┌─ EXTRACTED ENTRIES
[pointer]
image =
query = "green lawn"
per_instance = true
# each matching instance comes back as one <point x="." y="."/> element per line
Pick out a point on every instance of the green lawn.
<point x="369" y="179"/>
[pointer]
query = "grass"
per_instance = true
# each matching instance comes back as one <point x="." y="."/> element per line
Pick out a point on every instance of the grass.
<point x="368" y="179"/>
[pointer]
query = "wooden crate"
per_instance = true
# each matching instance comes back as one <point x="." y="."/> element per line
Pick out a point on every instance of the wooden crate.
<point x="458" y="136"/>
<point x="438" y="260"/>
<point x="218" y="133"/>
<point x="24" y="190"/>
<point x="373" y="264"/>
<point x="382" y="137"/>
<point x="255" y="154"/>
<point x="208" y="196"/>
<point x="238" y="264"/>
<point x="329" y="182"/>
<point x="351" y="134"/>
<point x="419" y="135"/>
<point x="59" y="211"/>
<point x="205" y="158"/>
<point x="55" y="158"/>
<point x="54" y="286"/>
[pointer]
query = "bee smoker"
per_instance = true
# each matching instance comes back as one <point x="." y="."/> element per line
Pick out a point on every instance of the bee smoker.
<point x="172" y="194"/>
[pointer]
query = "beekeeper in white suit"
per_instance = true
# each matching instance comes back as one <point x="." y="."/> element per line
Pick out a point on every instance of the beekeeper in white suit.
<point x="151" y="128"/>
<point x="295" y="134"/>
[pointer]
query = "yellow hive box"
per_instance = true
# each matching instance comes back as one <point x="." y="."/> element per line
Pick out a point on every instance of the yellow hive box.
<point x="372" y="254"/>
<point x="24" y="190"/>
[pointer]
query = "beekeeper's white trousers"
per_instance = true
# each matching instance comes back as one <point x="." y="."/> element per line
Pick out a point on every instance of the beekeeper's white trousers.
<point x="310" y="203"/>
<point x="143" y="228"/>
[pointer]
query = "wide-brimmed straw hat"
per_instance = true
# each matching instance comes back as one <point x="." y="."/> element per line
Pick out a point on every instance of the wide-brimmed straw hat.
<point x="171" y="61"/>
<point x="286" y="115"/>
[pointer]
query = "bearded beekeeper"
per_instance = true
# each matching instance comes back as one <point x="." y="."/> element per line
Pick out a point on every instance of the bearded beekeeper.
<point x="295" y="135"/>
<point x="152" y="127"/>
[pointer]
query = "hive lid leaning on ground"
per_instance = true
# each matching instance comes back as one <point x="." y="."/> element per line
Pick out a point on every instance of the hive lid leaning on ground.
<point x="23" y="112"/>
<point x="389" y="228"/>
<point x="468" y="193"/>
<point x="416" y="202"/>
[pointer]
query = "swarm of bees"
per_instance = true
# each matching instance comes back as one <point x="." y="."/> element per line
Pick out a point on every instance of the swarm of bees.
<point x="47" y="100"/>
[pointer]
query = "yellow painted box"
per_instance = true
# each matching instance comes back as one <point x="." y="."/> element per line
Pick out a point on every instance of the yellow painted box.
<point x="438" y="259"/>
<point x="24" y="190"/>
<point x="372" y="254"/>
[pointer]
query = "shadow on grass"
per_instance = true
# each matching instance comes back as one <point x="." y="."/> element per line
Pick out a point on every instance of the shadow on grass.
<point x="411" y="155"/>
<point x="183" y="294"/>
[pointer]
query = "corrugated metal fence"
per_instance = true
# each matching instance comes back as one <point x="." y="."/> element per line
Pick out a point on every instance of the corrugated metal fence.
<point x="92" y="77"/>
└─
TASK INSTRUCTIONS — Take the material above and return all of it exactly.

TASK SOLUTION —
[pointer]
image =
query = "green lawn"
per_instance = true
# each matching instance comes back as one <point x="." y="."/> element per line
Pick out a point on every instance of the green lawn.
<point x="369" y="179"/>
[pointer]
query = "grass"
per_instance = true
# each matching instance comes back as one <point x="." y="."/> element per line
Pick out a point on every instance of the grass.
<point x="368" y="179"/>
[pointer]
query = "wooden crate"
per_instance = true
# each matching instance comes back as one <point x="." y="."/> element per line
Pick out a point on every instance of the wooden crate.
<point x="458" y="136"/>
<point x="438" y="260"/>
<point x="218" y="133"/>
<point x="24" y="190"/>
<point x="373" y="264"/>
<point x="382" y="137"/>
<point x="255" y="154"/>
<point x="208" y="196"/>
<point x="238" y="264"/>
<point x="329" y="182"/>
<point x="351" y="134"/>
<point x="419" y="135"/>
<point x="59" y="211"/>
<point x="205" y="158"/>
<point x="55" y="158"/>
<point x="54" y="286"/>
[pointer]
query = "bee smoker"
per_instance = true
# each matching instance comes back as one <point x="." y="."/> element per line
Pick out a point on every instance of the bee smoker.
<point x="172" y="194"/>
[pointer]
query = "beekeeper in white suit"
per_instance = true
# each matching instance comes back as one <point x="." y="."/> element per line
Pick out a point on every instance of the beekeeper in white suit.
<point x="151" y="128"/>
<point x="295" y="134"/>
[pointer]
query = "yellow hive box"
per_instance = true
# each matching instance comes back as one <point x="." y="."/> element per line
Pick out a point on every instance of the yellow hive box.
<point x="372" y="254"/>
<point x="24" y="190"/>
[pointer]
query = "beekeeper's white trousers"
per_instance = true
# each matching instance comes back as one <point x="." y="."/> element per line
Pick out a point on every instance of the beekeeper's white trousers.
<point x="310" y="203"/>
<point x="143" y="228"/>
[pointer]
query = "wide-brimmed straw hat"
per_instance = true
# each matching instance comes back as one <point x="." y="."/> element per line
Pick out a point on every instance of the wide-brimmed straw hat.
<point x="171" y="61"/>
<point x="286" y="115"/>
[pointer]
query = "bearded beekeeper"
per_instance = true
# each matching instance comes back as one <point x="." y="."/> element per line
Pick out a point on every instance of the bearded beekeeper.
<point x="295" y="135"/>
<point x="152" y="127"/>
[pointer]
query = "hive lid leaning on ground"
per_instance = true
# each matching instance comes back as one <point x="." y="."/> element per line
Pick out a point on every instance of the hive lid leaning on ground.
<point x="23" y="112"/>
<point x="389" y="228"/>
<point x="468" y="193"/>
<point x="416" y="202"/>
[pointer]
query = "swarm of bees"
per_instance = true
# each matching instance comes back as one <point x="." y="."/> element per line
Pick out a point on every instance of the swarm of bees.
<point x="47" y="100"/>
[pointer]
query = "yellow painted box"
per_instance = true
# each matching instance comes back as one <point x="." y="."/> element per line
Pick out a point on every instance of the yellow painted box.
<point x="438" y="259"/>
<point x="24" y="190"/>
<point x="372" y="254"/>
[pointer]
query = "shadow on grass"
per_instance = true
# each matching instance comes back as one <point x="." y="."/> element per line
Pick out a point on every instance of the shadow on grass.
<point x="411" y="155"/>
<point x="183" y="294"/>
[pointer]
query = "corrugated metal fence"
per_instance = true
# each matching instance comes back as one <point x="." y="."/> element per line
Pick out a point on every instance of the corrugated metal fence.
<point x="92" y="77"/>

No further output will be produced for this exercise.